**Exercise objective**
Find where "Where can the flower arrangement" occurs in the data below, and retype that line and every later line exactly.

———

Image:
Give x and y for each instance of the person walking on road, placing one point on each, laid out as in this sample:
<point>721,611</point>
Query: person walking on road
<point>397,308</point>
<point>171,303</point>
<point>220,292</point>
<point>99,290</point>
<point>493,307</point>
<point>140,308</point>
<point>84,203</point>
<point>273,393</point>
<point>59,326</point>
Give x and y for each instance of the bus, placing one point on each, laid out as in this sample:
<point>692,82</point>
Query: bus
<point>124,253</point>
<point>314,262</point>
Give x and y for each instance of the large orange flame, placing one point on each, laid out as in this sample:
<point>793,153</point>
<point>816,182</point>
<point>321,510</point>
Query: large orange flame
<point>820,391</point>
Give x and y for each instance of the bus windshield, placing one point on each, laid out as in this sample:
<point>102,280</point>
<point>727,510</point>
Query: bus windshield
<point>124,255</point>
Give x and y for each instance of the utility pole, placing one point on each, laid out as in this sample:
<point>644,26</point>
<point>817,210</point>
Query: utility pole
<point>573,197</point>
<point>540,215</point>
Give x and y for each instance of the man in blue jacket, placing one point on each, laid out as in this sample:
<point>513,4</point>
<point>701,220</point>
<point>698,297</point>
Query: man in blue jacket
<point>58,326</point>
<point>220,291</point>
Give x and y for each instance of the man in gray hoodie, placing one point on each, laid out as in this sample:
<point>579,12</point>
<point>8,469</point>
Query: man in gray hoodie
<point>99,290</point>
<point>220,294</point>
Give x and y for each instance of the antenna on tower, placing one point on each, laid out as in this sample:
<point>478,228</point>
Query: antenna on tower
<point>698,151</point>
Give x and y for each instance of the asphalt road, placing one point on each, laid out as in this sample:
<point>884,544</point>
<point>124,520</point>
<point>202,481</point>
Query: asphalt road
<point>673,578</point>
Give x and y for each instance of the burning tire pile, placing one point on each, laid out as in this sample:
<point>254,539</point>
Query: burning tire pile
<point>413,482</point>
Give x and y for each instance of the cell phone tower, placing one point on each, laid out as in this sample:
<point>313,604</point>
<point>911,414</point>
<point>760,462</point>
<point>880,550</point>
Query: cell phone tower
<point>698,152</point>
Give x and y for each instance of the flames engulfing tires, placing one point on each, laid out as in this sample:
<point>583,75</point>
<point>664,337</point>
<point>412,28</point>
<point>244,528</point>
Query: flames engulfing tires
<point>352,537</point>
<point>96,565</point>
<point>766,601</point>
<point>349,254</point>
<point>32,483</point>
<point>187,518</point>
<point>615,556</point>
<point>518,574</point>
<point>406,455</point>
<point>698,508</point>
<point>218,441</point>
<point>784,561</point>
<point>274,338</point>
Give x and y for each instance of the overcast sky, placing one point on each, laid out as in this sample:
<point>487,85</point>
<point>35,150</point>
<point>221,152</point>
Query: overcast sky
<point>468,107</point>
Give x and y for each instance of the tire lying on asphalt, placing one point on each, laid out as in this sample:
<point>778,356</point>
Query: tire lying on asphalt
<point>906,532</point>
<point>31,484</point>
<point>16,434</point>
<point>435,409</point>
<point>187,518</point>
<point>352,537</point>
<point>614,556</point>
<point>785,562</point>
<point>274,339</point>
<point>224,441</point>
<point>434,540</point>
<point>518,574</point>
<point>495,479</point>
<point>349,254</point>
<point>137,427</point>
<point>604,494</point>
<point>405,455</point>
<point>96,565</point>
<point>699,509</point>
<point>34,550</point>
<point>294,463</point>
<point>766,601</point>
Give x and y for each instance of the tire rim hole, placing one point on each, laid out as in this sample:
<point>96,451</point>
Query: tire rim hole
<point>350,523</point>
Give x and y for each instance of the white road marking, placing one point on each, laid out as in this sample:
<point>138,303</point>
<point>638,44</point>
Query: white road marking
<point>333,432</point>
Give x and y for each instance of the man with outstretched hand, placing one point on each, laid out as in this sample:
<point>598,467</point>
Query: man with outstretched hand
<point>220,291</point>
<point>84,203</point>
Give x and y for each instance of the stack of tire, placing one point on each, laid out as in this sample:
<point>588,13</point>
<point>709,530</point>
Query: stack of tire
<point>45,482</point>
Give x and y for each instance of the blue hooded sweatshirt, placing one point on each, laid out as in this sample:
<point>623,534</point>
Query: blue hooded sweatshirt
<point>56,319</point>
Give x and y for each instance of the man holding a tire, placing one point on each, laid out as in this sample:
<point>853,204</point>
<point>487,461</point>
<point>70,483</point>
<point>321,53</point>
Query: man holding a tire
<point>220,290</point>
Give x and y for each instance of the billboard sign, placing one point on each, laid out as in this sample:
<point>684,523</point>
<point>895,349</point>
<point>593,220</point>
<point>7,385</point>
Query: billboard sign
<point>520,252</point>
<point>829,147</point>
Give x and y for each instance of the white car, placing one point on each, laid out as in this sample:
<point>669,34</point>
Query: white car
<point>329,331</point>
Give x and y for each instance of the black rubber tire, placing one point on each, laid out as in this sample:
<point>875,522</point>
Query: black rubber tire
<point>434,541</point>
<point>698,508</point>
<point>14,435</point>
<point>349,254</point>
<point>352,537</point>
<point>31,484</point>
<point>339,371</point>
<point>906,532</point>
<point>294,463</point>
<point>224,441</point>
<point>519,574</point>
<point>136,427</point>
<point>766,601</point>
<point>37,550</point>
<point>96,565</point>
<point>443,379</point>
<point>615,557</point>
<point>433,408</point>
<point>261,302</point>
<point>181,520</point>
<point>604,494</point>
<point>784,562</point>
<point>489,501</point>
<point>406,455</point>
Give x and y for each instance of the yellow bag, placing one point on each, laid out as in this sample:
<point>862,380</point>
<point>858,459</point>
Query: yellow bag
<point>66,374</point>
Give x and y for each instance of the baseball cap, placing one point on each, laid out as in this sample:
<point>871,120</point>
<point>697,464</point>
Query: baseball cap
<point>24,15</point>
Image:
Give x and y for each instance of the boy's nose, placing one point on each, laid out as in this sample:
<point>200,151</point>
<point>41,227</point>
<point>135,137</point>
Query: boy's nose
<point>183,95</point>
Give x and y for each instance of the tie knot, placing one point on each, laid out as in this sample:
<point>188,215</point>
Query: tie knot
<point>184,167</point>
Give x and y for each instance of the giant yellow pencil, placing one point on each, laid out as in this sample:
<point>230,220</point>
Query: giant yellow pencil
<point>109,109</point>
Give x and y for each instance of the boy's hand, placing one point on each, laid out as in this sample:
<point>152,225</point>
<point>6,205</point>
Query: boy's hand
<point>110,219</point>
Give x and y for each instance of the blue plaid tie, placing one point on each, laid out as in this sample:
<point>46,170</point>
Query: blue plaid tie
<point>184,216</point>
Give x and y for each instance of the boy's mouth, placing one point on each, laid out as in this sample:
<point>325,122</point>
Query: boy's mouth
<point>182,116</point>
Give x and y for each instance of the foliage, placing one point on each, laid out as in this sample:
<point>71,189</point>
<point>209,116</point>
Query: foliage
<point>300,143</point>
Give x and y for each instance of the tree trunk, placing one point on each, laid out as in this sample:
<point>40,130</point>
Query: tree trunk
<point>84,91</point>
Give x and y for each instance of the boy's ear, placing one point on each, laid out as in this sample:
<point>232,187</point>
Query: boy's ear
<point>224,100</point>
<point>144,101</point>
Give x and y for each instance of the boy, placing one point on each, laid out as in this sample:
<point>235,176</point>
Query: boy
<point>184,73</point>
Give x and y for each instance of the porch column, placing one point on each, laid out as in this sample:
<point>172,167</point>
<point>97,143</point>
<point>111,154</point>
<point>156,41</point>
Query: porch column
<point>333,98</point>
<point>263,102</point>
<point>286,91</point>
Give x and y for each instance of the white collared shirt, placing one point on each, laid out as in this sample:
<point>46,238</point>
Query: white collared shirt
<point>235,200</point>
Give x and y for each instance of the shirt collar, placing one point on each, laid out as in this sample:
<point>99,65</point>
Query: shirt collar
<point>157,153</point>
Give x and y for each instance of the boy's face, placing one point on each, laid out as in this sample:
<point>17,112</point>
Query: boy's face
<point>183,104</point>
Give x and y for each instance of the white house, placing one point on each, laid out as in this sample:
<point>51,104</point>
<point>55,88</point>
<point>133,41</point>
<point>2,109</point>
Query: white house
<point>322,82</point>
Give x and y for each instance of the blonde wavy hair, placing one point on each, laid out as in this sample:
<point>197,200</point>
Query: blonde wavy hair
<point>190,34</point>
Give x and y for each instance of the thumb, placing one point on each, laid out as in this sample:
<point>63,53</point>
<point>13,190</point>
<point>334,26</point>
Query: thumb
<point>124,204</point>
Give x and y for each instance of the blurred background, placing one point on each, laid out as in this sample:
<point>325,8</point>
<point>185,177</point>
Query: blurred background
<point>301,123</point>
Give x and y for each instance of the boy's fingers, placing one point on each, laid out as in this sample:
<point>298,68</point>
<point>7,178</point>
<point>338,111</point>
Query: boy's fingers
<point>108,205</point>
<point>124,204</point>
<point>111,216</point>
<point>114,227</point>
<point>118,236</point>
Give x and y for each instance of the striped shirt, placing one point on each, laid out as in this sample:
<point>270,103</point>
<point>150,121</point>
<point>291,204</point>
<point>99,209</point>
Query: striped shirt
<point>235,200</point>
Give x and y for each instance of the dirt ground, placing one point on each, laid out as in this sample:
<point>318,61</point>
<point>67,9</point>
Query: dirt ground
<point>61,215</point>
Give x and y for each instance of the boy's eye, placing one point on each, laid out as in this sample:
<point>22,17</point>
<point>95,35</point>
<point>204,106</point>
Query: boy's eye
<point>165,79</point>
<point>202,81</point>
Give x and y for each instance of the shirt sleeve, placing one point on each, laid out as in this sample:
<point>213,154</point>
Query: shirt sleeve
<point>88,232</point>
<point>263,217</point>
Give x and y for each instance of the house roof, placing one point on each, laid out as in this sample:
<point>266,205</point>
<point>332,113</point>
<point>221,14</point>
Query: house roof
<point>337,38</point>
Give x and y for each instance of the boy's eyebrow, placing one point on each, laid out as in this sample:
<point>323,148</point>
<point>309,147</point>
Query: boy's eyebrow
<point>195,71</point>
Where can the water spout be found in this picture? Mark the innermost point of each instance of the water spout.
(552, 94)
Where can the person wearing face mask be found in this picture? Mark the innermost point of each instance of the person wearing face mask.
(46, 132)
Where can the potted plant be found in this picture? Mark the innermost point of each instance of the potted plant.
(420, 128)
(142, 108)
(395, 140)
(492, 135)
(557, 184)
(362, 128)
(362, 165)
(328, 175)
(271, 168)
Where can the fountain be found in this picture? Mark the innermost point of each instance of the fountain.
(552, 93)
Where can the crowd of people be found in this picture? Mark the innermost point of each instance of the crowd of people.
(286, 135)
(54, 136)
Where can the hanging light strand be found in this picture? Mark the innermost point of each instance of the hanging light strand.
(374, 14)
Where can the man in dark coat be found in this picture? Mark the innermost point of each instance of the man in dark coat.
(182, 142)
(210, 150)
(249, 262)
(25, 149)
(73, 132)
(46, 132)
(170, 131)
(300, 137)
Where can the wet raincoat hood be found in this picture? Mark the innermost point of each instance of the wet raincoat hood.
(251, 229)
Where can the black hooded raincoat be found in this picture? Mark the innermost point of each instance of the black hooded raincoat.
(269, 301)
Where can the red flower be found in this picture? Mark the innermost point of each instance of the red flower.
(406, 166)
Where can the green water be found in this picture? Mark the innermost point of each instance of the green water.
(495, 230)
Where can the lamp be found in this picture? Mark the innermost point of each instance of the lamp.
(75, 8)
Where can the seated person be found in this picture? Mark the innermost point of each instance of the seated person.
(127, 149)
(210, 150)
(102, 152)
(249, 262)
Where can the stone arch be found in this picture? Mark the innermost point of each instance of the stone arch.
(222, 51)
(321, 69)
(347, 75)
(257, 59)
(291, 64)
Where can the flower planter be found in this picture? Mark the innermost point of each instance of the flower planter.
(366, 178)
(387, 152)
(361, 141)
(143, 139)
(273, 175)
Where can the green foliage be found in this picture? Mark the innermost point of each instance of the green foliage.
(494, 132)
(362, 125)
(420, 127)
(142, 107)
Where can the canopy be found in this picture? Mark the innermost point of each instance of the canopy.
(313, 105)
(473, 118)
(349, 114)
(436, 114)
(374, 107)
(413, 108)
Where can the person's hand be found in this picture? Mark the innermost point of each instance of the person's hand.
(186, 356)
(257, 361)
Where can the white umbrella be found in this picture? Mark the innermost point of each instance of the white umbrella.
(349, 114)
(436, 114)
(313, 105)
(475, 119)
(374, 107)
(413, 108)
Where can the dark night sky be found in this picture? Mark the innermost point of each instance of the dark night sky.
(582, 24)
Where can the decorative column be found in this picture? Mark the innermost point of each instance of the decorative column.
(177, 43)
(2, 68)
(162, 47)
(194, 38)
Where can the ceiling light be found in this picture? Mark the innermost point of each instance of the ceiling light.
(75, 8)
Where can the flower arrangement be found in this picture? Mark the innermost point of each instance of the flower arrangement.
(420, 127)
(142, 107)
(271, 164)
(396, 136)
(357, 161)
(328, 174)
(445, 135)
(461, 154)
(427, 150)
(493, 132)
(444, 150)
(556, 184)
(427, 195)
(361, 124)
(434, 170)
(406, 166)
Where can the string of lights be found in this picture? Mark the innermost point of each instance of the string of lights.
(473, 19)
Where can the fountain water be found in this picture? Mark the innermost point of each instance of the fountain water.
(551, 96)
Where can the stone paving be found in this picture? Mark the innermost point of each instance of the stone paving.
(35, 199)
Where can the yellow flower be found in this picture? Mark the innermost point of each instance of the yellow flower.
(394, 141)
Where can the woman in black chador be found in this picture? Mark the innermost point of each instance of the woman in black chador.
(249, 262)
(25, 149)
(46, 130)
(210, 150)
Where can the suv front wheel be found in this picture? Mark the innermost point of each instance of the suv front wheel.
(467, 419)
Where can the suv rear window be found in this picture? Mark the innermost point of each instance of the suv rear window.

———

**Completed exercise**
Where can the flower arrangement be found in this picture? Mark the innermost point of each instance of the flower arrangement.
(420, 127)
(142, 107)
(271, 164)
(396, 136)
(357, 161)
(328, 174)
(445, 135)
(461, 154)
(427, 150)
(493, 132)
(444, 150)
(556, 184)
(427, 195)
(361, 124)
(434, 170)
(406, 166)
Where can the string of lights be found in this picture? Mark the innermost point of each instance of the string of lights.
(473, 19)
Where can the fountain water be found in this picture? Mark the innermost point of each instance of the fountain water.
(551, 96)
Where can the stone paving be found in this picture? Mark the innermost point of each instance of the stone paving.
(35, 199)
Where can the yellow flower be found in this picture? Mark the innermost point of each instance of the yellow flower.
(394, 141)
Where can the woman in black chador be found in this picture? Mark the innermost point of each instance of the woman in black chador.
(249, 262)
(25, 149)
(46, 130)
(210, 150)
Where can the suv front wheel be found in this picture? Mark the innermost point of each instance of the suv front wheel.
(467, 419)
Where can the suv rear window be found in this picture? Mark the innermost point of each instance of the suv rear window.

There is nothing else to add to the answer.